I’d had an infection or two that lasted since delivery. I thought I was still waiting for things to heal up, but when I described what I was feeling to Alice she explained that it was a UTI. On top of that some other things weren’t doing so well, but I wasn’t in pain so I thought it was still part of the healing process. Edward instructed me to go to the emergency room, which was weird to me since I wasn’t dying or anything. I was raised with the practice of not going to the doctors unless something was broken, and I’d never broken a bone. On the way to work Alice asked me, “Are you feeling nauseous?” This was at the end of the 2 week stretch of dealing with my husband being out of town and my wife coming home from work later and later and then taking a bus out of town by herself, and the stress knotted up my stomach.

“Yeah, a little bit.”

* [Extracted information]

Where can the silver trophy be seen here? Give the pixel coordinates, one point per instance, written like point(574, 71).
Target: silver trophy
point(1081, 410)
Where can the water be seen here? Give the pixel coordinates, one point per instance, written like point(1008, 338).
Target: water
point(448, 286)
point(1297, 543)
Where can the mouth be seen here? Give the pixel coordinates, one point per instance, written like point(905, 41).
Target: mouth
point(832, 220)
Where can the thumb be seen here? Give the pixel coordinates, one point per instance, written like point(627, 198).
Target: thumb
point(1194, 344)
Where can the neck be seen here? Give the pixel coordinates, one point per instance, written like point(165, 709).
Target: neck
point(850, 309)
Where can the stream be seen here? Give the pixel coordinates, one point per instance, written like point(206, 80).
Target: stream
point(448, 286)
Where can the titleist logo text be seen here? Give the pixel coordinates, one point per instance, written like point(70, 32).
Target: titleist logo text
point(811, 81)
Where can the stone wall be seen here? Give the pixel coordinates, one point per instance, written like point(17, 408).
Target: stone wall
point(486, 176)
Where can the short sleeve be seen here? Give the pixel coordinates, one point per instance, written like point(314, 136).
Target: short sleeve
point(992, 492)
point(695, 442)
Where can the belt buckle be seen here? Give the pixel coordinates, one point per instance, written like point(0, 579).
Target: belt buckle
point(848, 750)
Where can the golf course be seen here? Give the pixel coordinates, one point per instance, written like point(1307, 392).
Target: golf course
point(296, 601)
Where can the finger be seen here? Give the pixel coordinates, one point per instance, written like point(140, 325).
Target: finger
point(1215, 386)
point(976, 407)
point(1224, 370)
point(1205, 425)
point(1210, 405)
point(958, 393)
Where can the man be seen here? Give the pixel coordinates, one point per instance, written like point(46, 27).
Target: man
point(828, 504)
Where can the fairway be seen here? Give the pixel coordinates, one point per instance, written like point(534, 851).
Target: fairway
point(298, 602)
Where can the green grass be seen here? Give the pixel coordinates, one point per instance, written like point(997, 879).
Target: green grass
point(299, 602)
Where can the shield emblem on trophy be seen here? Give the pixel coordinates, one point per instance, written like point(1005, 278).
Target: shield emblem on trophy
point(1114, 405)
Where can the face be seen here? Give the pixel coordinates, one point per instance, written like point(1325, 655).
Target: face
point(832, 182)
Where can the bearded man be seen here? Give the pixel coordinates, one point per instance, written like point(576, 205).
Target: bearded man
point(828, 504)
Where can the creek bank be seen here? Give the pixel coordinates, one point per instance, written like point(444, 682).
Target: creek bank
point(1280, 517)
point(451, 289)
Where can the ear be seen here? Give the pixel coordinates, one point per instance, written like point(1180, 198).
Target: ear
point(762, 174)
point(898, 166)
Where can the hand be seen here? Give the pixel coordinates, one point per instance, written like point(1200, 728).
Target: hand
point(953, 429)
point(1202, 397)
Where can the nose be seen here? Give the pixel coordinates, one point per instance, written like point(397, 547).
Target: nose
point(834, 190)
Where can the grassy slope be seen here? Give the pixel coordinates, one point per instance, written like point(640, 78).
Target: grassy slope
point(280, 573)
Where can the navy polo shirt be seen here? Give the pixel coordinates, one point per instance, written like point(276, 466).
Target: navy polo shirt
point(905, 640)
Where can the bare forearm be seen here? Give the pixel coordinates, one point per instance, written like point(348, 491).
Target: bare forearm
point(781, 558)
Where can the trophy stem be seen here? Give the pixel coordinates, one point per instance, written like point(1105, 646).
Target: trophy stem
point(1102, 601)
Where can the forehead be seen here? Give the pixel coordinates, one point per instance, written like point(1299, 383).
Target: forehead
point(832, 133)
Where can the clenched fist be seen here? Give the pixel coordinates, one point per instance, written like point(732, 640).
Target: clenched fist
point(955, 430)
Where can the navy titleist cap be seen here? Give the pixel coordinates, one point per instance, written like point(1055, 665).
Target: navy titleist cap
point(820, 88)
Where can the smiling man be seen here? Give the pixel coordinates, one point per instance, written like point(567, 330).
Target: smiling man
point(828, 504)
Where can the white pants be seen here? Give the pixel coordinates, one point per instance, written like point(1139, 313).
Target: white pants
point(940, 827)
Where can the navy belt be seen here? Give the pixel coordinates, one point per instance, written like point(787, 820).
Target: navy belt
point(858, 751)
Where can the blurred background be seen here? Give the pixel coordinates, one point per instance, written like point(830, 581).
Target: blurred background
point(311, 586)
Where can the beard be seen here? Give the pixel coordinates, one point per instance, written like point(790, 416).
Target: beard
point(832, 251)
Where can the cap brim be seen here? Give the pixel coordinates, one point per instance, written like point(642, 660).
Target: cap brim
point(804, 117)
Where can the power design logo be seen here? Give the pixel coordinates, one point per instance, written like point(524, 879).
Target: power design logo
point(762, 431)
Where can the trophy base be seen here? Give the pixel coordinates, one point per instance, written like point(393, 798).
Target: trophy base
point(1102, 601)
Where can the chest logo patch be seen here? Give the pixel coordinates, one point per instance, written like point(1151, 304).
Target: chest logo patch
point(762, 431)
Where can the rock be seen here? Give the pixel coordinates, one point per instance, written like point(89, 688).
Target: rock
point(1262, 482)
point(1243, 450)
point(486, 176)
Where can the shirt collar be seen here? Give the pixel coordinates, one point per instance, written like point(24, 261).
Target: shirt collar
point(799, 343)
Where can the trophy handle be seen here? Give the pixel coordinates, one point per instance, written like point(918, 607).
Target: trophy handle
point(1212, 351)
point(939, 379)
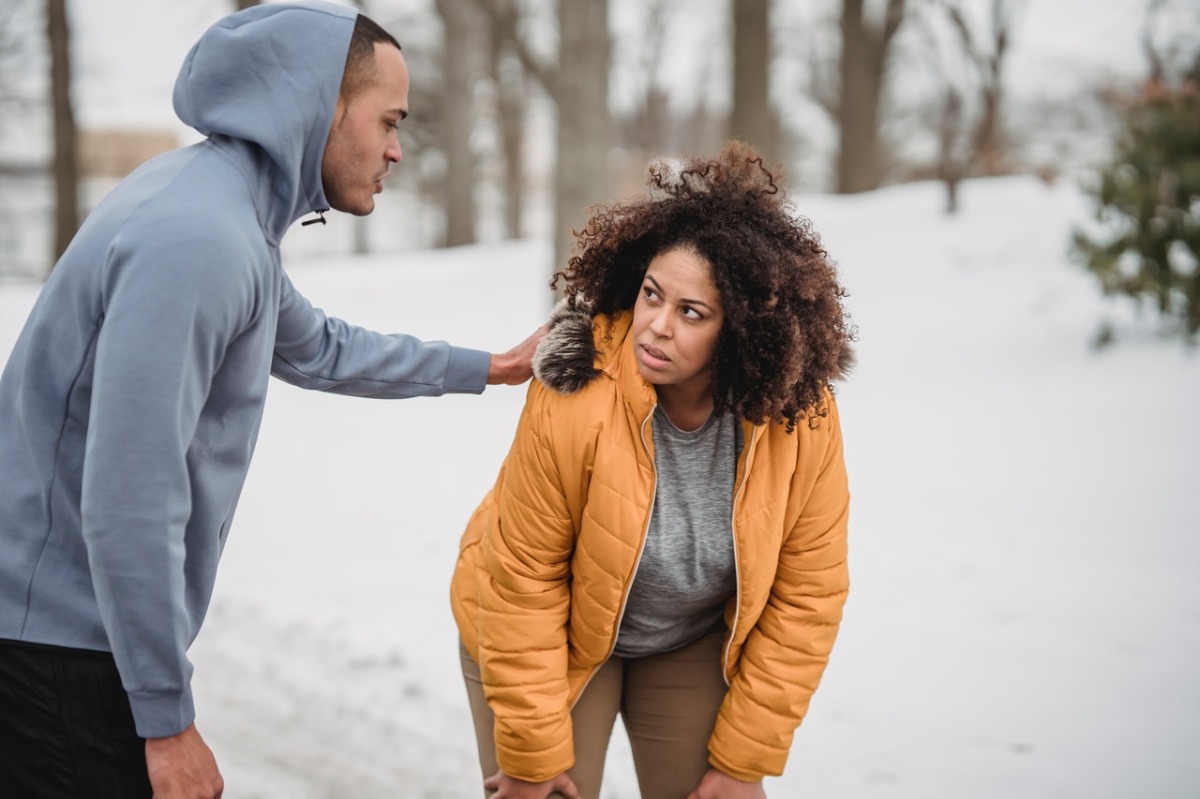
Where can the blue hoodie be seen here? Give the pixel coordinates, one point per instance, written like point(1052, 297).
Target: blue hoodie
point(132, 400)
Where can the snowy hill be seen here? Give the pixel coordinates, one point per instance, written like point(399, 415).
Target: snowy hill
point(1024, 620)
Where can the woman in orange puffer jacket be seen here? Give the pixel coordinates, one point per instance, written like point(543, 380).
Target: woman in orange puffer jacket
point(666, 539)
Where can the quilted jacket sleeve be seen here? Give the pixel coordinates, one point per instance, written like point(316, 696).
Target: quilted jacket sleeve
point(525, 601)
point(786, 652)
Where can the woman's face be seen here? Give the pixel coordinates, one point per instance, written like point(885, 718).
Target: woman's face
point(676, 322)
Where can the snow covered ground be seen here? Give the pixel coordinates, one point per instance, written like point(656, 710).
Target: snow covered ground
point(1025, 616)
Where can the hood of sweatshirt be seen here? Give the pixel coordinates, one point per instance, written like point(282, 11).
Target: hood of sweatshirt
point(269, 76)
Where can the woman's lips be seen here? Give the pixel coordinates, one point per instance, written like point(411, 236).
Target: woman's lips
point(654, 358)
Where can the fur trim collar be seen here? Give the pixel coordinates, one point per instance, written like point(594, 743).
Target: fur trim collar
point(565, 356)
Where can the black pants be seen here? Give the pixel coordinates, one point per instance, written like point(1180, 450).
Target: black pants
point(66, 730)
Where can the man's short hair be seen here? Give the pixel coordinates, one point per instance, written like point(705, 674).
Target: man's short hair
point(360, 67)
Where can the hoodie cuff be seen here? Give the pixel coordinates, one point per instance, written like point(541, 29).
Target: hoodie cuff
point(161, 714)
point(467, 371)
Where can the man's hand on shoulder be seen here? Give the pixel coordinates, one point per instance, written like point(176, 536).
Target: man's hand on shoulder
point(183, 767)
point(515, 366)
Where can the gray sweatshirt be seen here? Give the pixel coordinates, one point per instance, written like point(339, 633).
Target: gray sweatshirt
point(132, 400)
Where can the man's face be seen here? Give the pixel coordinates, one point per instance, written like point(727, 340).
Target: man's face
point(363, 142)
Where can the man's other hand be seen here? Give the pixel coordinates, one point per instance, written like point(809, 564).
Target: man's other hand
point(515, 366)
point(183, 767)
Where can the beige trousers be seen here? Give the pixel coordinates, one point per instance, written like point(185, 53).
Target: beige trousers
point(667, 703)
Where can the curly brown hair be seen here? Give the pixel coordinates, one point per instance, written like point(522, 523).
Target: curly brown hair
point(786, 335)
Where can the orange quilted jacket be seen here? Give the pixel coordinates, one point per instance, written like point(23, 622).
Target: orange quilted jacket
point(549, 557)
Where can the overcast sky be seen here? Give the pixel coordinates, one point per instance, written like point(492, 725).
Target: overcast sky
point(127, 52)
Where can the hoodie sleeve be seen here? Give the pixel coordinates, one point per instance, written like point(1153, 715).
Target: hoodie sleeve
point(166, 326)
point(317, 352)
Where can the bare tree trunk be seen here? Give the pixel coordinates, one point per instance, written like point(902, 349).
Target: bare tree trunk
point(949, 162)
point(585, 125)
point(66, 168)
point(753, 118)
point(579, 85)
point(459, 24)
point(863, 66)
point(989, 145)
point(510, 94)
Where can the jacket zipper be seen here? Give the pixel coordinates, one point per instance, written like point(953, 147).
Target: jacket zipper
point(737, 565)
point(646, 533)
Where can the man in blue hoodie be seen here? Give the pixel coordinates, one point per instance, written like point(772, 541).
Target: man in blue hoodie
point(132, 400)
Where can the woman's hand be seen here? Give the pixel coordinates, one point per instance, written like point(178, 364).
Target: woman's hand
point(719, 785)
point(507, 787)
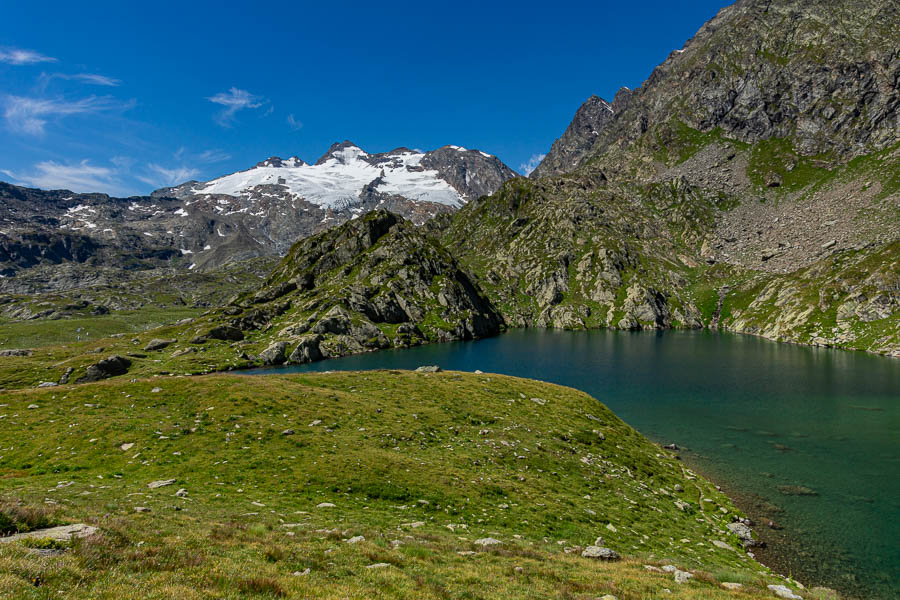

* [Questions on the material]
**A)** In the passage about the infection after delivery, change "emergency room" to "urgent care clinic". Rewrite the part that begins at the words "I’d had an infection" and ends after "up my stomach.".
**B)** Write what comes next in the passage about the infection after delivery, starting after its last line.

* [Answers to the exercise]
**A)**
I’d had an infection or two that lasted since delivery. I thought I was still waiting for things to heal up, but when I described what I was feeling to Alice she explained that it was a UTI. On top of that some other things weren’t doing so well, but I wasn’t in pain so I thought it was still part of the healing process. Edward instructed me to go to the urgent care clinic, which was weird to me since I wasn’t dying or anything. I was raised with the practice of not going to the doctors unless something was broken, and I’d never broken a bone. On the way to work Alice asked me, “Are you feeling nauseous?” This was at the end of the 2 week stretch of dealing with my husband being out of town and my wife coming home from work later and later and then taking a bus out of town by herself, and the stress knotted up my stomach.

**B)**
I felt like Odysseus’s dog at the end of the epic when my loved ones returned home and I let the burden I carried die in relief. Even with relief from the stress, the next day my stomach still felt a little funny and I told Ed. “We’re taking you to the emergency room when you get off of work.” Okay, cool, I thought nonchalantly. Again after work he was asked how I was feeling. I thought maybe I hadn’t packed enough for lunch, because I had the shakes. “We’re taking you to the emergency room,” he repeated. He said he was afraid I might have Sepsis, saying that the heat flashes I was having weren’t from hormones stabilizing, those were fevers, and the lethargy and other symptoms I was having also weren’t part of the healing process from having a baby. From getting picked up at work at seven at night to being discharged at three in the morning I sat in the ER, trying to find the most opportune times to sleep, thinking I would go back to work in a few hours and not even get the chance to lay my head on my pillow. One knit baby bootie, a shot (with a lot of fluid, the nurse emphasized), and four pills later, and I got a signature for a day off of work and felt like I had made a great accomplishment for the benefit of my family. I guess I’m not used to taking care of myself.

Birds of a Feather

Love blossoms

I strained to get a head start on my sleep with lights and chaos around me. This was nowhere near as bad as the times I worked overnight at a fast food chain. Knocking on our door interrupted my dreams, followed by Steve’s booming voice. “Can we come in?” I mentally examined my condition, belly down under the sheets and in PJs. I’m covered. Alice was curled on top of the bed in a robe, and Bailey was still fully dressed.

“Yeah, come in,” Ed called.

Steve and Daisy came in and announced that they’d just gotten back from a date at IHOP with another woman. “We’re polyamorous!” Daisy proclaimed as though announcing an engagement.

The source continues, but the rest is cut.